▶ **The tasks**
(1) Answer these questions using the passage about the Bethlehem bulla below.
(a) On what date did the Israel Antiquities Authority announce the discovery?
(b) In which section of Jerusalem was the bulla found?
(c) What does the passage say a bulla was used to mark?
(2) Extend the passage about the Bethlehem bulla below by writing what comes after its final sentence.
>> START Supplied passage
2023-04-06T11:10:58-04:00

This exciting find was announced on the Bible History Daily website, in conjunction with the Biblical Archaeology Society:

On May 23, 2012 the Israel Antiquities Authority announced the discovery of a 2,700 year old bulla [c. 700 B.C.] bearing an inscription reading “Bethlehem.” The discovery marks the earliest known mention of ancient Bethlehem, a city best remembered as Jesus’ birthplace centuries later.

A bulla, or stamped piece of clay used to seal a document or container, was used to mark the identity of the sender or author of a document, . . . (1)

It was discovered in the ancient City of David section of Jerusalem. The article continues:

Despite the extended Biblical history of the city, the discovery of the bulla is the first archaeological evidence extending the history of Bethlehem to a First Temple Period Israelite city.
>> END Supplied passage
>> START Supplied records
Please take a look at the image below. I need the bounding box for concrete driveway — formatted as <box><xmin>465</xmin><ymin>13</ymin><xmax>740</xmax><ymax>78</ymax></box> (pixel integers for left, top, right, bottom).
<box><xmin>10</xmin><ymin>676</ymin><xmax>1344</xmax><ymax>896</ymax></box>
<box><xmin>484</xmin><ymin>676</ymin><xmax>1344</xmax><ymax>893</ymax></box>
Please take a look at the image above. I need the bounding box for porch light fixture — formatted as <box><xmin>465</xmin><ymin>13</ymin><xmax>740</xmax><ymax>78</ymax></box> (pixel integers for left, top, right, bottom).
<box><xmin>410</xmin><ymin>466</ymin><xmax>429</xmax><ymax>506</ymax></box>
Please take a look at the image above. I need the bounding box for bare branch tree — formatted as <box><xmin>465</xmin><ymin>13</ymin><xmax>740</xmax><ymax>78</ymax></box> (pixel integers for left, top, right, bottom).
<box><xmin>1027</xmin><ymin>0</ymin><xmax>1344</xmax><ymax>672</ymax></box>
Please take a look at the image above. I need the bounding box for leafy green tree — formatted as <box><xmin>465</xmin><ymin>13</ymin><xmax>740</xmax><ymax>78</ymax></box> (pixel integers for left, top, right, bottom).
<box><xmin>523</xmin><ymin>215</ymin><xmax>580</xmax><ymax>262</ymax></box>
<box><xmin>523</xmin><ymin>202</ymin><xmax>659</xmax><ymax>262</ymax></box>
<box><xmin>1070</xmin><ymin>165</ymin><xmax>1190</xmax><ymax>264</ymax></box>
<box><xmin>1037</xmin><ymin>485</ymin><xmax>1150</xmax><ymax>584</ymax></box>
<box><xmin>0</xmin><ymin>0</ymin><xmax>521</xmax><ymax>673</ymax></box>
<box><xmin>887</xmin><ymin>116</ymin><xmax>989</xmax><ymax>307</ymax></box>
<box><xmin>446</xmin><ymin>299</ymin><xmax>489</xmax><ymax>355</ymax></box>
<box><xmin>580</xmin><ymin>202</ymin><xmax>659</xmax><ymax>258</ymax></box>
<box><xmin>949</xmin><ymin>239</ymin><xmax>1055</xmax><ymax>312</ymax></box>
>> END Supplied records
▶ **Results of the exercise**
(1)
(a) May 23, 2012.
(b) The ancient City of David section.
(c) The identity of the sender or author of a document.

(2)
Excavation director Eli Shukron . . . emphasizes, “this is the first time the name Bethlehem appears outside the Bible, in an inscription from the First Temple period, which proves that Bethlehem was indeed a city in the Kingdom of Judah, and possibly also in earlier periods.”

The Jerusalem Post also announced it:

Archaeologists recently discovered the first artifact constituting tangible evidence of the existence of the ancient city of Bethlehem, which is mentioned in the Torah, . . .

The artifact, a bulla, or piece of clay for sealing a document or object, may prove the existence of Bethlehem dating back to the First Temple Period. . . .

Three lines of ancient Hebrew script appear on the bulla, including the words: Bishv’at, Bet Lechem and [Lemel]ekh. (2)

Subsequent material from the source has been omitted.